[Istruzioni da seguire]: Per favore, trascrivi esattamente il passo dell'estratto sui rapporti con le università israeliane compreso tra "Così l’università catalana" e "il governo israeliano.", estremi inclusi.

[Estratto fornito]:
"""
Così l’università catalana accetta di sospendere tutte le relazioni istituzionali o accademiche con le università, gli istituti di ricerca, le aziende e le altre istituzioni israeliane come meccanismo di pressione sullo Stato di Israele, chiedendo anche al governo spagnolo di rompere i rapporti con il governo israeliano.
In aggiunta a quanto affermato nell’ultima mozione approvata da Senato e CdA dello scorso aprile, sul punto «Si invitano, inoltre, gli organi di governo a valutare con estrema attenzione le future proposte di accordi con enti o università israeliane tenendo in conto anche (i) eventuali pronunciamenti dei relativi organi di governo a favore o contro il prolungamento delle operazioni militari a Gaza e (ii) eventuali utilizzi delle ricerche anche solo potenzialmente per fini militari», che lo si renda meno arbitrario e ambiguo richiedendo la sospensione degli accordi finché le condizioni sopracitate (fine dell’occupazione coloniale e ritorno dei profughi nei territori del ’48) non saranno state attuate.
"""
[Voci mostrate]:
"""
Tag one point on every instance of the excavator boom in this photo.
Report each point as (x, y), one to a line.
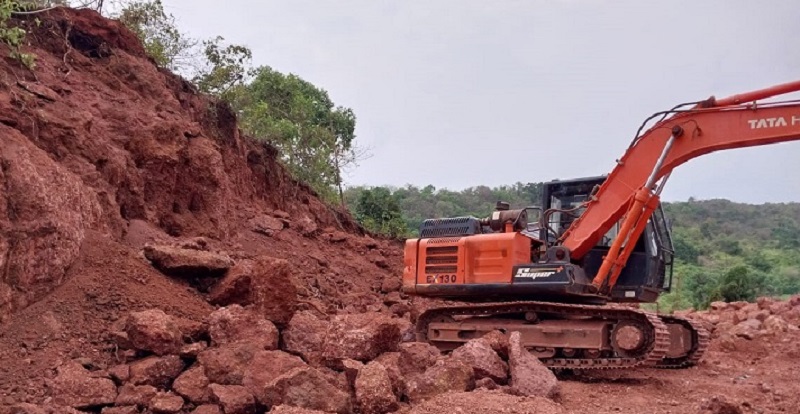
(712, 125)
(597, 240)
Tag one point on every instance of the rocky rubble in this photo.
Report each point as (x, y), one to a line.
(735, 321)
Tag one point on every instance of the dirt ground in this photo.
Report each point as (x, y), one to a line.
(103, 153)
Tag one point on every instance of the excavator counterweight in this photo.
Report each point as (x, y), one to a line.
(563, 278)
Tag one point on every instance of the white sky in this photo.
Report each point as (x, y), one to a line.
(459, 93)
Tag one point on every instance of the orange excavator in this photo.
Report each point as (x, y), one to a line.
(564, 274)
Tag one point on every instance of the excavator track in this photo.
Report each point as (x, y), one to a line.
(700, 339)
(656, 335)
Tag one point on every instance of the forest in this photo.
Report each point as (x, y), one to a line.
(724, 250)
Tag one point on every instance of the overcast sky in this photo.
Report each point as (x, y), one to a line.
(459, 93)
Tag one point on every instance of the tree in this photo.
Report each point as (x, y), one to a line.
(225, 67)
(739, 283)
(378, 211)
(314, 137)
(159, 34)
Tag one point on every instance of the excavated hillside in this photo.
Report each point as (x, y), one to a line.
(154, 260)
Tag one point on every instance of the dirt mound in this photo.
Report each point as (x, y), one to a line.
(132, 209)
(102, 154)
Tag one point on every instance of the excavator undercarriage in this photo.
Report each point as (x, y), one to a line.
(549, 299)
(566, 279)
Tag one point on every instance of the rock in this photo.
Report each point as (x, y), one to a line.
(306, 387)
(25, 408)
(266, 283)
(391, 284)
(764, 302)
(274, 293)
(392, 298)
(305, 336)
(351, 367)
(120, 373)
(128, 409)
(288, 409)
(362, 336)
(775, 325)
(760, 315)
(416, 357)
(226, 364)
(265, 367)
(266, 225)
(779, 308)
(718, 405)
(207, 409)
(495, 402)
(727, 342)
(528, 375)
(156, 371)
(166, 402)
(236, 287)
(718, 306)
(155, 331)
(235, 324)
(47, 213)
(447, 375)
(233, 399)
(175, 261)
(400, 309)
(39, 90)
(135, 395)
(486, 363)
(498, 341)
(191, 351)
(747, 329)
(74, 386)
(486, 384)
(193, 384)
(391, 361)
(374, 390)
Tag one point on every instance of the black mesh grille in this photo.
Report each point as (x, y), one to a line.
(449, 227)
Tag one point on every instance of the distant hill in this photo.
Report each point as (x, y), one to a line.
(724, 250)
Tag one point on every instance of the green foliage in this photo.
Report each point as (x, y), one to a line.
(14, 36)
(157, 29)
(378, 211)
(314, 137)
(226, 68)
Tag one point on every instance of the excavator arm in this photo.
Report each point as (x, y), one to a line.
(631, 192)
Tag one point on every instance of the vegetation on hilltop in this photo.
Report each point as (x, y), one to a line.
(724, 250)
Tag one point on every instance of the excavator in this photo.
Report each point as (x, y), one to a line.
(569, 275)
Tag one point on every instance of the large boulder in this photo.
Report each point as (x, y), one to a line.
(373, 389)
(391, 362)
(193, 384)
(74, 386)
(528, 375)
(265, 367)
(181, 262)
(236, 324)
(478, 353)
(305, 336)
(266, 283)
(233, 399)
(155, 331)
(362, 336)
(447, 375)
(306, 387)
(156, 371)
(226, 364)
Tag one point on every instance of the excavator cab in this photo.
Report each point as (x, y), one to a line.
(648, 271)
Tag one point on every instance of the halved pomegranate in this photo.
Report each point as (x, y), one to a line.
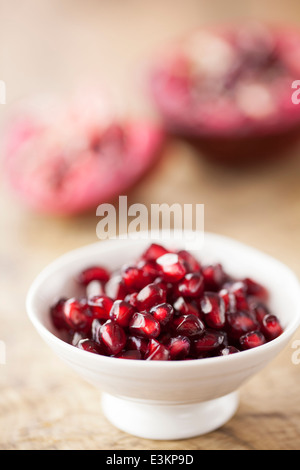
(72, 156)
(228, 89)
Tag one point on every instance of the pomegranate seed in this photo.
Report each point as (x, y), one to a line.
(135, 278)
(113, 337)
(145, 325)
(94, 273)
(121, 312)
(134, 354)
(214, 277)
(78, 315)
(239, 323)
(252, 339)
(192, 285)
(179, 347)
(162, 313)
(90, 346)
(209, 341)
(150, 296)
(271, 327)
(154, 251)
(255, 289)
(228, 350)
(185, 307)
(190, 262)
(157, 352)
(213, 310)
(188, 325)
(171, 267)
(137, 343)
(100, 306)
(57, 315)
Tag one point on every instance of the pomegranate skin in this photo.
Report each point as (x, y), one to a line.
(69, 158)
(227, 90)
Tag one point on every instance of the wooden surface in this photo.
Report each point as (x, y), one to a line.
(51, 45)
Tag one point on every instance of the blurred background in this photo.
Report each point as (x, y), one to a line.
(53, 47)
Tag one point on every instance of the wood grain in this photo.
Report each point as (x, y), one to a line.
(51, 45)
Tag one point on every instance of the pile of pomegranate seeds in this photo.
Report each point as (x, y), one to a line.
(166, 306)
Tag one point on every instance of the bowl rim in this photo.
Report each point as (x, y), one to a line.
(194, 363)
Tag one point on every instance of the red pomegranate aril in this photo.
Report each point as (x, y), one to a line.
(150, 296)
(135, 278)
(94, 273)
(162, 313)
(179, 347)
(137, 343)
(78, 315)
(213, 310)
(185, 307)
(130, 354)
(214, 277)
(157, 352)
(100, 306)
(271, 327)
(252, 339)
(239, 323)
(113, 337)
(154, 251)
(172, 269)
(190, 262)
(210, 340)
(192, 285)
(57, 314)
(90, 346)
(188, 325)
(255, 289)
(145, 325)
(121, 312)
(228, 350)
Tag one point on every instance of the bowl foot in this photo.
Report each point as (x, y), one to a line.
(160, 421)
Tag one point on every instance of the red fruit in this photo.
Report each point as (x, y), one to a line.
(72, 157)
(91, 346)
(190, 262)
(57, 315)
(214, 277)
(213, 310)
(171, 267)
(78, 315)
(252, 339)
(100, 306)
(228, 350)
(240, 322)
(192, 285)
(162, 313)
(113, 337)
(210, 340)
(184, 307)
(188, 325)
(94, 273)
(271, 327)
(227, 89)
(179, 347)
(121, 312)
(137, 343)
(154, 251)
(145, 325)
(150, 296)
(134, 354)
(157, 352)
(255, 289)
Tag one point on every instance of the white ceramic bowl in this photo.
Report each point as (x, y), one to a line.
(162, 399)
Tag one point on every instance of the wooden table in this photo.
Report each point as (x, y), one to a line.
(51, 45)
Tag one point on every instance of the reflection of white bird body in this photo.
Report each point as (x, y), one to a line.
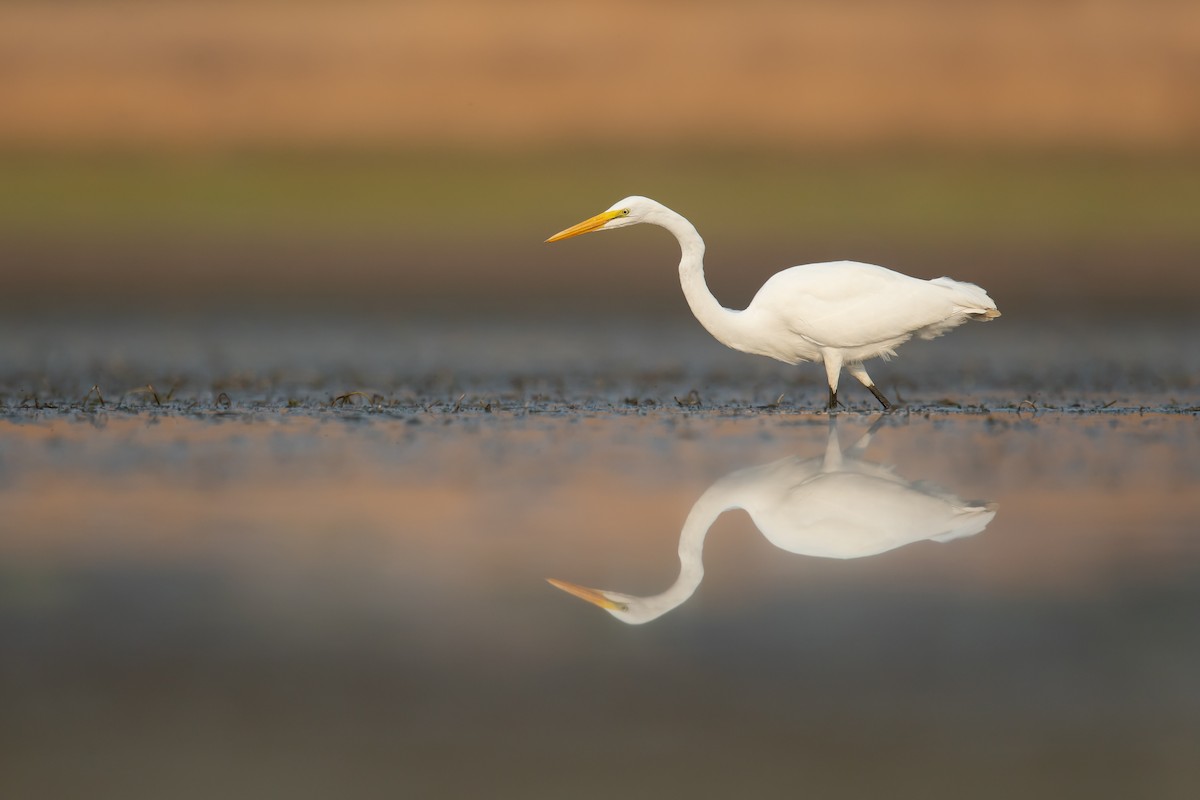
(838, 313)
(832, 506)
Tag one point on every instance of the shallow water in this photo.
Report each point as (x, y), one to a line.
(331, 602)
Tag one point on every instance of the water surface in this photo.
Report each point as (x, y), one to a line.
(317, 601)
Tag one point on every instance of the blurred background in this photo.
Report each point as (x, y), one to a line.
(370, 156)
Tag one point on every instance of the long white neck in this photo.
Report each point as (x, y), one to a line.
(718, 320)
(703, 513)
"""
"""
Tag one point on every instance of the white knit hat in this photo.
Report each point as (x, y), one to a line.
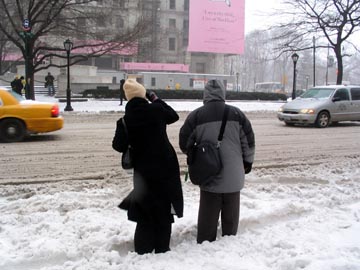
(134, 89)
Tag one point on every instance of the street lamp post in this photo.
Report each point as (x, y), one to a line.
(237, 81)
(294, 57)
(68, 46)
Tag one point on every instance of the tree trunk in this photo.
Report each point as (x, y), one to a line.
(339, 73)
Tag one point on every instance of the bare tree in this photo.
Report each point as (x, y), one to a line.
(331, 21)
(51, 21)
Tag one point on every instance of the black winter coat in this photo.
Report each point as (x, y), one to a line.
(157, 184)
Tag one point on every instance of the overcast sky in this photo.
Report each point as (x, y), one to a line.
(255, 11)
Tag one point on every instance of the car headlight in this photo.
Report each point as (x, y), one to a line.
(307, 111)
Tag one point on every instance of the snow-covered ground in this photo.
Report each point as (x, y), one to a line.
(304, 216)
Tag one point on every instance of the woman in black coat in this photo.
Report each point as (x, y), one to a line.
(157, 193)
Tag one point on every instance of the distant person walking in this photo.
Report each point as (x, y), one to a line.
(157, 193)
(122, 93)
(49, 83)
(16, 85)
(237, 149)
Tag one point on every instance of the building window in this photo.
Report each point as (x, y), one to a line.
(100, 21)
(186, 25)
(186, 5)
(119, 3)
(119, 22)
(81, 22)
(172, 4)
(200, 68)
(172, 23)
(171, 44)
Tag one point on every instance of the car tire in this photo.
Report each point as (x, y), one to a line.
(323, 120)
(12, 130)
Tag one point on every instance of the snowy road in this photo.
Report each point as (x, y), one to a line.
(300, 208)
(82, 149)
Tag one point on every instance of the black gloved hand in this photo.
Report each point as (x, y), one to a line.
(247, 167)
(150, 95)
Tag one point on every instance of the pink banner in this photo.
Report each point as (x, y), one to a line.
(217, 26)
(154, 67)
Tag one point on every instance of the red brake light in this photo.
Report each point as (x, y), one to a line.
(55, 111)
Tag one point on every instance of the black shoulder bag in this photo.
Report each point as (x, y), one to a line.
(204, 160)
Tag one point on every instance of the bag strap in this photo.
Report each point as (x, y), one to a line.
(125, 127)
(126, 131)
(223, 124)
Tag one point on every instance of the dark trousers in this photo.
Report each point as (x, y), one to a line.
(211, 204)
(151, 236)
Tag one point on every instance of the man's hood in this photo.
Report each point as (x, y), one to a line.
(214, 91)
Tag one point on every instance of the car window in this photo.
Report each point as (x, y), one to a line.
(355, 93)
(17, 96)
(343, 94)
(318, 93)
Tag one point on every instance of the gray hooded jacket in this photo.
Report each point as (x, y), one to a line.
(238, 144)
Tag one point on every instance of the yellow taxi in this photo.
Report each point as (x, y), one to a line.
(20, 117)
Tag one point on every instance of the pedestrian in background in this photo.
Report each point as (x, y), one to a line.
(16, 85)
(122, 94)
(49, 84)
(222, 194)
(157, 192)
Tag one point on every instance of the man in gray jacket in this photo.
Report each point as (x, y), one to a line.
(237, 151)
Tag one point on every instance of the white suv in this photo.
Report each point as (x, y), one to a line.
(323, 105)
"""
[Risposta completa]:
Così l’università catalana accetta di sospendere tutte le relazioni istituzionali o accademiche con le università, gli istituti di ricerca, le aziende e le altre istituzioni israeliane come meccanismo di pressione sullo Stato di Israele, chiedendo anche al governo spagnolo di rompere i rapporti con il governo israeliano.